> _Work instructions_:
Could you continue the article about the hand-powered centrifuge for Sars-CoV-2 saliva testing from its final sentence, leaving the material after it untouched?

> _Document extract_:
■ ■ ■
An image showing a handyfuge

Source: © Ethan Li et al

The Handyfuge was based on a simple children’s toy

A hand-powered centrifuge has been combined with an inexpensive assay to detect Sars-CoV-2 in saliva samples. The setup was invented in the lab of Manu Prakash at Stanford University and aims to make diagnosis of the disease possible in remote or resource-limited regions.1

‘Most conventional tests [for Covid-19] so far are focused on high throughput, large-scale detection in metropolitan hospitals,’ says Prakash. His diagnostic setup can be built with readily available components, costing less than $5 (£3.90) per unit. The reagents cost around a dollar per test.

He has begun to validate the device in the US and Bolivia, partnering with a community of doctors in the Amazon region serving people in remote locations. ‘Signatures of the virus are spreading in indigenous communities, which have no healthcare infrastructure to handle something like this,’ says Prakash.
■ ■ ■
> _Dataset extract_:
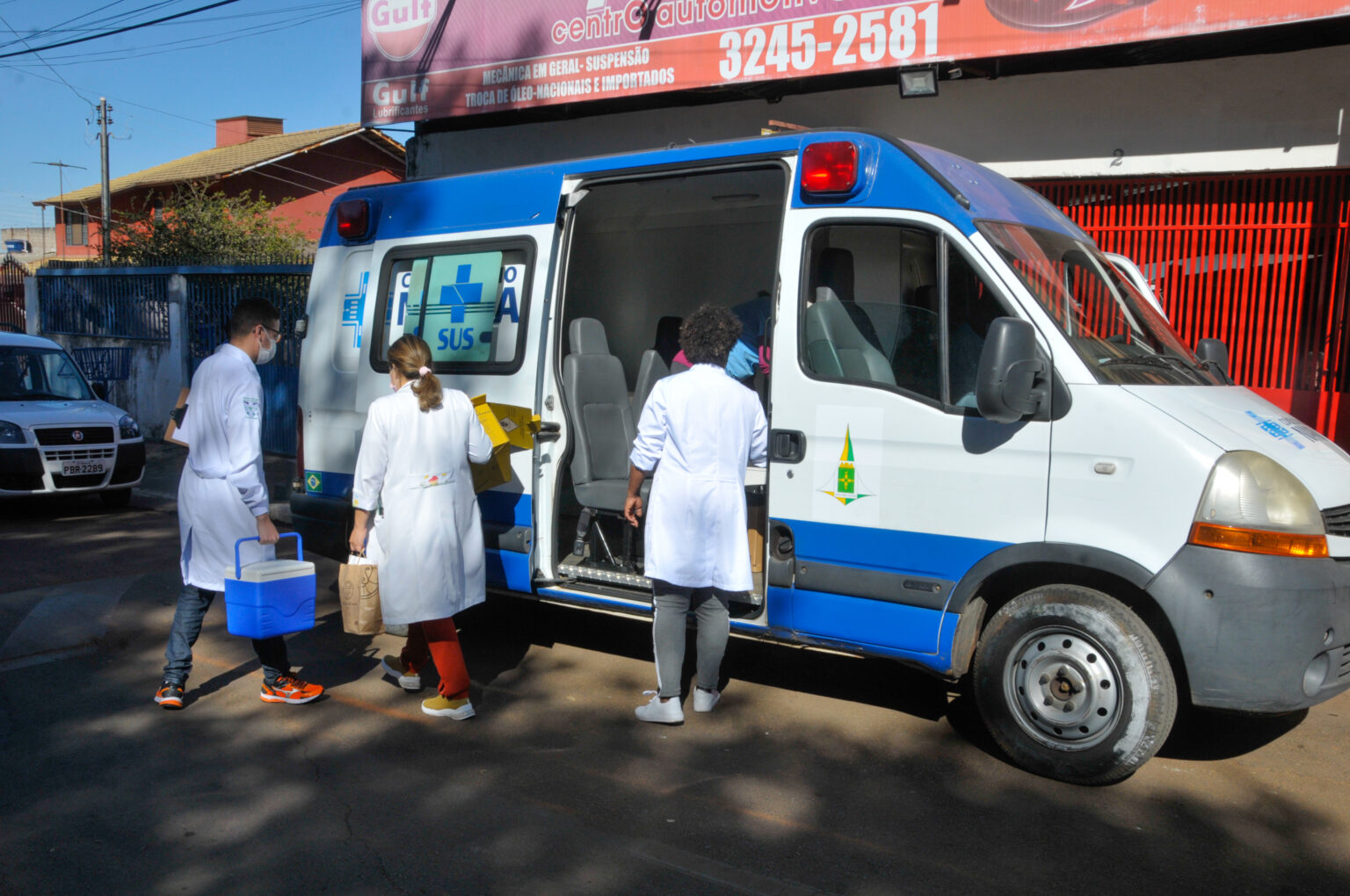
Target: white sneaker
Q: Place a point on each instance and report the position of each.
(395, 668)
(667, 712)
(705, 701)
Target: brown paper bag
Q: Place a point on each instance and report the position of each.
(173, 420)
(358, 593)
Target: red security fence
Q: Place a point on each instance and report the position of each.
(1259, 261)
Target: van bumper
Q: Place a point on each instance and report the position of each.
(1259, 633)
(323, 521)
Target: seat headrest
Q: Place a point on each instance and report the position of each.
(586, 336)
(835, 269)
(667, 337)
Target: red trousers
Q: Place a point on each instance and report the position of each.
(438, 639)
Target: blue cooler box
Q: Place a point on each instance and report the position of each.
(272, 596)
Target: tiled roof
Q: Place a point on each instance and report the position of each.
(219, 163)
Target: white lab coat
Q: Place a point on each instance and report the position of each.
(704, 428)
(432, 538)
(223, 488)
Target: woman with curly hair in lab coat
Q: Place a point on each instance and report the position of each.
(698, 430)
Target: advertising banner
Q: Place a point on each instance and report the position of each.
(439, 58)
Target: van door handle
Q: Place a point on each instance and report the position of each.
(786, 445)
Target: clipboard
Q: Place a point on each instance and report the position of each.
(176, 418)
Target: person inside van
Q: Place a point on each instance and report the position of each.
(697, 432)
(750, 354)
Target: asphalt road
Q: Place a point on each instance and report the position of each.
(816, 773)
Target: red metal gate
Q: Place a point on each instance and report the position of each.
(11, 296)
(1259, 261)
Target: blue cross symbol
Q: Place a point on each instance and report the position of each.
(461, 293)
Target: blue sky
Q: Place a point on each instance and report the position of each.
(294, 60)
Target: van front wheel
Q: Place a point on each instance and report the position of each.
(1073, 686)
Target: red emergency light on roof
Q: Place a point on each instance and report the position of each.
(352, 219)
(829, 168)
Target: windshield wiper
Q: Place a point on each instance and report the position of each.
(1166, 362)
(40, 394)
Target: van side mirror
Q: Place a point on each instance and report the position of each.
(1214, 354)
(1006, 387)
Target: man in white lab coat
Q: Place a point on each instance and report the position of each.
(698, 430)
(223, 497)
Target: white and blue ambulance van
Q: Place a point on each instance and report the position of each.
(990, 456)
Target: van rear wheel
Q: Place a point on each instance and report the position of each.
(1073, 686)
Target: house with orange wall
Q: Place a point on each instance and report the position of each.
(300, 173)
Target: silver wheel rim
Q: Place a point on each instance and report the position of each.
(1063, 689)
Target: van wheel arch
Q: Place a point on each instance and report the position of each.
(1073, 684)
(991, 593)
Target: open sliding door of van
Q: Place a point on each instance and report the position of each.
(475, 299)
(886, 486)
(642, 249)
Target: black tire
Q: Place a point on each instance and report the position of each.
(1073, 686)
(115, 498)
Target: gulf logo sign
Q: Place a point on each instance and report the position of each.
(400, 27)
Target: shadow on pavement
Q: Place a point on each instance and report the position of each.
(797, 783)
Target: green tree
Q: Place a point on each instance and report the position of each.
(201, 226)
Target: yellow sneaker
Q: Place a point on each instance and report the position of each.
(438, 705)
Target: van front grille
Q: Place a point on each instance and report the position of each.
(1337, 520)
(67, 436)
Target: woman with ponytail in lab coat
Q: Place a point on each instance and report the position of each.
(415, 459)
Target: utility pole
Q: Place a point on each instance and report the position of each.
(107, 193)
(61, 183)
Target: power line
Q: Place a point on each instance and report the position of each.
(108, 34)
(47, 63)
(186, 43)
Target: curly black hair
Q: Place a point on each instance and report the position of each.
(709, 334)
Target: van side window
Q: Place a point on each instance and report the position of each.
(971, 307)
(465, 302)
(874, 311)
(871, 308)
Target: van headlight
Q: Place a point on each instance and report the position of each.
(1254, 505)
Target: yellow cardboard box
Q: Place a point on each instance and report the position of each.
(509, 428)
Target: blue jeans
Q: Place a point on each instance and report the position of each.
(670, 616)
(186, 626)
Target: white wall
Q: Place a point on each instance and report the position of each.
(1244, 113)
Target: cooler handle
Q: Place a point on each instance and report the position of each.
(300, 548)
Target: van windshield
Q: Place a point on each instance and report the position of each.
(1115, 331)
(40, 374)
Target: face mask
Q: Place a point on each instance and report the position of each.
(266, 354)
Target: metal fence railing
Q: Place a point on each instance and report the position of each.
(133, 304)
(12, 316)
(125, 304)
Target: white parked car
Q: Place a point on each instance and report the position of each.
(55, 433)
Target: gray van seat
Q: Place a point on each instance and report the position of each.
(649, 372)
(597, 395)
(835, 346)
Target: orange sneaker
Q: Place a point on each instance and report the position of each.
(287, 689)
(169, 697)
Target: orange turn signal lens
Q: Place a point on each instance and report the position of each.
(1281, 544)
■ ■ ■
> _Answer for the task_:
The process relies on an assay developed by Constance Cepko and her student Brian Rabe at Harvard University and Howard Hughes Medical Institute that is based on loop-mediated isothermal amplification (Lamp). This is capable of amplifying microgram quantities of viral RNA at a single reaction temperature.2

They were motivated to find diagnostics that tapped into new supply chains for testing. A standard lab centrifuge was used, but Cepko and Rabe invited others to improve the protocol for this step.

The Stanford lab’s Handyfuge is based on a flashlight toy with a unidirectional ratchet inside that Prakash discovered his children had. The Handyfuge follows a paper centrifuge that his group developed in 2017.

Centrifugation is important for separating components in biological samples. Collected saliva from a person suspected to have Covid-19 is first chemically inactivated. The tube is then incubated in boiling water for five minutes, to denature viral membranes and proteins.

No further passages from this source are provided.